■ Short task 1 ■
Reproduce verbatim everything in the records from their first line down to the line containing "Phrase: framed horse photograph", including both of those lines.

■ Text extract ■
= = =

My blog has moved!

You should be automatically redirected in 5 seconds. If not, visit
http://thegirlrevolution.com
and update your bookmarks.

Friday, August 8, 2008

Empowering Girls: Hootchy Clothes

A26E5A2A-EE4E-4F66-AC40-5BA0D09ED2B6.jpg

If you are using words like hootchy, skank, slut, whore or any other sexually derogatory word to describe the clothing (whether inappropriate or not) of any girl you are an active participant in further sexualizing girls.

If you are teaching your daughter (or sons) to use sexually derogatory words to describe other girls' clothing you are actively coaching her in mean girl behavior.

If you call a young girl's outfit "skanky," you've just taught your daughter that it's okay to call another girl a "skank" if she doesn't like her clothes. If you describe an outfit as "hootchy mama," you've just taught your daughter that if she makes the slightest clothing error, it's okay for others to call her a "hootchy mama."

You're basically making a judgement about whether a girl is sexually active or promiscuous by her clothing.

I'm hearing people say such things about 3-5 year olds. Think about it - are those words you really want to apply to children?

Children should be immune to our sexuality. When you apply sexually derogatory words to children, you sexualize them. You open them up to a sexual context that others can use against them.

= = =

■ Data records ■

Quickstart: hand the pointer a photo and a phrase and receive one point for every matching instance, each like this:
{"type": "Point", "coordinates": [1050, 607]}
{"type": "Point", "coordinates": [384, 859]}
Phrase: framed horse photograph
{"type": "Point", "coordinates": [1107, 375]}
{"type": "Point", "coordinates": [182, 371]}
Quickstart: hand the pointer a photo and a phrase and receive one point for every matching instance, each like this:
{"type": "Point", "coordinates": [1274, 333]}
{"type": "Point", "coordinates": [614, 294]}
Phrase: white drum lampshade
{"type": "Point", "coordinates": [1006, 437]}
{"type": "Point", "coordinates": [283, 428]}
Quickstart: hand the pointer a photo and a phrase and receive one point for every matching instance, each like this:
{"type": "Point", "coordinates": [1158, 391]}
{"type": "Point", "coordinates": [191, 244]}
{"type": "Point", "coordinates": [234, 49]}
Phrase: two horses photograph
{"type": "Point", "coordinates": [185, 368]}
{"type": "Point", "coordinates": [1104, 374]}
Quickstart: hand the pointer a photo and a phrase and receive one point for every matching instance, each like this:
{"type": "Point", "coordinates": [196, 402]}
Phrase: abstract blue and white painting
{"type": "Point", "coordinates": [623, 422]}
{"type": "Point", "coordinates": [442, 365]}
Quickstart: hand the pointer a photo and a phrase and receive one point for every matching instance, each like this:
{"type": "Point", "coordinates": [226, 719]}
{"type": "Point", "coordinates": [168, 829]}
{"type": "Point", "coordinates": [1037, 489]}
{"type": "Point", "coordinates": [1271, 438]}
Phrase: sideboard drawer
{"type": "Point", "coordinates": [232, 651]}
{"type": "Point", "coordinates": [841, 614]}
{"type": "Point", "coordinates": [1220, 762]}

= = =

■ Short task 2 ■
State whether each statement below agrees with the blog post on clothing words. Answer yes or no for each, and quote the deciding words of the post exactly.
(a) The post says readers will be redirected automatically in 10 seconds.
(b) The writer reports hearing such words applied to children aged 3-5.
(c) The post claims that applying sexually derogatory words to children sexualizes them.

■ Exercise output 1 ■
Quickstart: hand the pointer a photo and a phrase and receive one point for every matching instance, each like this:
{"type": "Point", "coordinates": [1050, 607]}
{"type": "Point", "coordinates": [384, 859]}
Phrase: framed horse photograph

■ Exercise output 2 ■
(a) No: "You should be automatically redirected in 5 seconds."
(b) Yes: "I'm hearing people say such things about 3-5 year olds."
(c) Yes: "When you apply sexually derogatory words to children, you sexualize them."